_Goal_:
Reproduce verbatim every line from the line with "segment <item>firefighter's trousers</item>, all" to the line with "Return the outline of every instance of the <item>firefighter's", including both of those lines. Output only those lines.

>> START Information given

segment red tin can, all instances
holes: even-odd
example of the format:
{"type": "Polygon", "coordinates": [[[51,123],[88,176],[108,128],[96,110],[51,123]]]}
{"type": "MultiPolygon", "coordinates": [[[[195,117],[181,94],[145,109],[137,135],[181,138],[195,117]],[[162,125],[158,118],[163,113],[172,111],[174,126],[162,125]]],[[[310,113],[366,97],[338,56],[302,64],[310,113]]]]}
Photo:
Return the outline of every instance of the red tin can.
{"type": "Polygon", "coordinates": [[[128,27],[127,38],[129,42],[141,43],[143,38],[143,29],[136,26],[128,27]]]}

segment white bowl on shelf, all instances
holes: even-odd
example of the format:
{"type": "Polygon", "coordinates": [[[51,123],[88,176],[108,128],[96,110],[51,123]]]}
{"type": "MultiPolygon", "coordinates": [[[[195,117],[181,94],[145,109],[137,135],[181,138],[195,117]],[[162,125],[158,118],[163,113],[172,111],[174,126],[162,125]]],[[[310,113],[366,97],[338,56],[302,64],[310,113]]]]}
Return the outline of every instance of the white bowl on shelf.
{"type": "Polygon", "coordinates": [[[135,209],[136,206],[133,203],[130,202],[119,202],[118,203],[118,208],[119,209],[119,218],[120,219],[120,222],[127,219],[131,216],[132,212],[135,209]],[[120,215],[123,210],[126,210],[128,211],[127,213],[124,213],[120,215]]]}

>> END Information given
>> START Information given

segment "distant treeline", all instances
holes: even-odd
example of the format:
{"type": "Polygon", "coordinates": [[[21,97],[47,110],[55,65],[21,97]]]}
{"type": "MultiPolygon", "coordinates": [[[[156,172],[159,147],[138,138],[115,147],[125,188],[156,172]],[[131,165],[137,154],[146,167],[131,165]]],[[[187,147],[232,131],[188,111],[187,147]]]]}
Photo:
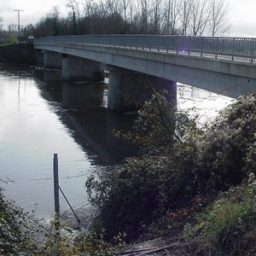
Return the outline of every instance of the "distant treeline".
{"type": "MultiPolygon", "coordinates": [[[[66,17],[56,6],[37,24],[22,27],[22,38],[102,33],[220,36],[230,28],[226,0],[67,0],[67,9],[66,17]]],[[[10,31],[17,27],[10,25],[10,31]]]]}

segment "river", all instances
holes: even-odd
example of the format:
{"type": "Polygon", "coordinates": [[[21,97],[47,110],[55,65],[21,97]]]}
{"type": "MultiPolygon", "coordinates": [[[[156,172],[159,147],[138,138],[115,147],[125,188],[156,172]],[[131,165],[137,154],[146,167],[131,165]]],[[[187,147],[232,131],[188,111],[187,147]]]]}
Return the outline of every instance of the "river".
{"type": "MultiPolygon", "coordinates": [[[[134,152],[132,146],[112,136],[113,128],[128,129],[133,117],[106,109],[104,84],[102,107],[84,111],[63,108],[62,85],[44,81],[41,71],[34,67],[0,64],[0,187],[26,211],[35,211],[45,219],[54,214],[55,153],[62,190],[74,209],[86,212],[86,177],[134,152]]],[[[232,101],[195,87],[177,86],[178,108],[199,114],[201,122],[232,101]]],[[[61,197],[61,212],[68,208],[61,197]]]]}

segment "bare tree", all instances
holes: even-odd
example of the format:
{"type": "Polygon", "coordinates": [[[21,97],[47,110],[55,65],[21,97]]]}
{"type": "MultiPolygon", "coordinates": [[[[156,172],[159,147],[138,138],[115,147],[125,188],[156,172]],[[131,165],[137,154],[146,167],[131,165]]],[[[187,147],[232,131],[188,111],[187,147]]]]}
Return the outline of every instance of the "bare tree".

>> END Information given
>> START Information given

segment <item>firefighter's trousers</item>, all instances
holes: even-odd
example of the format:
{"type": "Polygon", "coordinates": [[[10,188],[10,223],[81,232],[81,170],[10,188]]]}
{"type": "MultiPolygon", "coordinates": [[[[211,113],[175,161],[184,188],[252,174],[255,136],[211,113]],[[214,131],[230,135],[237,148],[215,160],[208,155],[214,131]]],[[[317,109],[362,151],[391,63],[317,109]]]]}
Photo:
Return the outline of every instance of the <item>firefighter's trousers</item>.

>> END Information given

_Answer for this exercise_:
segment <item>firefighter's trousers</item>, all instances
holes: even-odd
example of the format:
{"type": "Polygon", "coordinates": [[[10,188],[10,223],[81,232],[81,170],[10,188]]]}
{"type": "MultiPolygon", "coordinates": [[[[211,113],[175,161],[184,188],[252,174],[255,136],[211,113]],[[214,131],[230,135],[237,148],[215,160],[208,155],[214,131]]],[[[317,109],[362,151],[391,63],[317,109]]]]}
Photo:
Return the outline of every instance of the <item>firefighter's trousers</item>.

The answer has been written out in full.